▶ WORK REQUEST:
Type out the entries again, matching each one exactly.

#### EXTRACTED ENTRIES

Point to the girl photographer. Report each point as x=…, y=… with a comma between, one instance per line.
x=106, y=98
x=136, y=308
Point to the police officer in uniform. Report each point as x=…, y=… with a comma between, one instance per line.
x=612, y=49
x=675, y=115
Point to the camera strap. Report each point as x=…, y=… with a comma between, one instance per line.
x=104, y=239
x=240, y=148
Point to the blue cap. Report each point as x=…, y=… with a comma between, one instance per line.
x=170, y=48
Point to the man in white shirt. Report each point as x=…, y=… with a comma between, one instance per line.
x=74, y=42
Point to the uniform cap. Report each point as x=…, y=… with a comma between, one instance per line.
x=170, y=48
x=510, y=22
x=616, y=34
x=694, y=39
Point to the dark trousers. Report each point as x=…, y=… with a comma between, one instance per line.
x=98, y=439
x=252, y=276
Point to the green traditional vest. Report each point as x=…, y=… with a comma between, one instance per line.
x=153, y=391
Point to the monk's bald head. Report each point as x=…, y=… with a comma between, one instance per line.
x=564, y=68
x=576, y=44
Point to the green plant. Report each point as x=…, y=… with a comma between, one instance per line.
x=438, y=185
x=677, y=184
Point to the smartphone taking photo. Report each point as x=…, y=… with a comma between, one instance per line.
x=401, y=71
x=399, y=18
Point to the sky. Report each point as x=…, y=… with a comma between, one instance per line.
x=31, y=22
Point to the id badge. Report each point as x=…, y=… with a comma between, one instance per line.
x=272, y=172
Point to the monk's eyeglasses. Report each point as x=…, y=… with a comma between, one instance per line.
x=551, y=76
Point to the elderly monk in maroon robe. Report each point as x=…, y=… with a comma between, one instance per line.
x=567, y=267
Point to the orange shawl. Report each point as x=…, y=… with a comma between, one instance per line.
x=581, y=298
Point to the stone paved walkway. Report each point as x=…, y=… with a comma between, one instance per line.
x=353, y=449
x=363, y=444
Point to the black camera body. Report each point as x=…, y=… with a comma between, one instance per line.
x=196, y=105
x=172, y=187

########

▶ SOLUTION TO THIS EXERCISE:
Point to the girl photographer. Report each point as x=…, y=… with a comma between, one instance per line.
x=106, y=98
x=136, y=308
Point to the police officer in uniform. Report each point as x=…, y=… with a comma between, one instance per line.
x=612, y=49
x=675, y=115
Point to the camera strap. Report each point as x=…, y=… with a comma between, one instance per line.
x=104, y=239
x=240, y=148
Point to the blue cap. Report each point as x=…, y=… with a comma between, one instance per line.
x=170, y=48
Point to the man in white shirt. Report each point as x=…, y=… with a comma between, one instance per line.
x=74, y=42
Point to the uniform cap. Report each point as x=…, y=… with a comma between, one instance per line.
x=170, y=48
x=510, y=22
x=616, y=34
x=694, y=39
Point to the dark trousers. Report each point as x=…, y=… with a comma between, one instance per line.
x=98, y=439
x=252, y=276
Point to the green traditional vest. Report each point as x=…, y=… with a comma between, one instance per line.
x=153, y=391
Point to the monk's bald head. Report each point as x=…, y=… with a comma between, one instance per line.
x=564, y=68
x=576, y=44
Point to the green plant. Report each point as x=…, y=… with a comma between, one instance per line.
x=438, y=185
x=677, y=184
Point to the smartphone taking photo. Report each point as x=…, y=… with a comma between, one instance per line.
x=401, y=71
x=399, y=18
Point to the sky. Report each point as x=…, y=… with a comma between, one instance per line.
x=31, y=22
Point to the id badge. Report each point as x=…, y=… with a comma between, one instance per line.
x=272, y=172
Point to the monk's eyeglasses. Report each point as x=…, y=… with a comma between, one instance per line.
x=551, y=76
Point to the elderly monk in maroon robe. Report each point as x=…, y=… with a comma between, one instance per line.
x=567, y=267
Point to the orange shawl. Report each point as x=…, y=… with a comma between, one instance per line.
x=581, y=298
Point to the stone paved walkway. Report each point as x=…, y=… with a comma between, one instance per line.
x=353, y=449
x=363, y=444
Point to the black camera body. Report each point as x=…, y=… with a comma between, one instance per line.
x=196, y=105
x=172, y=187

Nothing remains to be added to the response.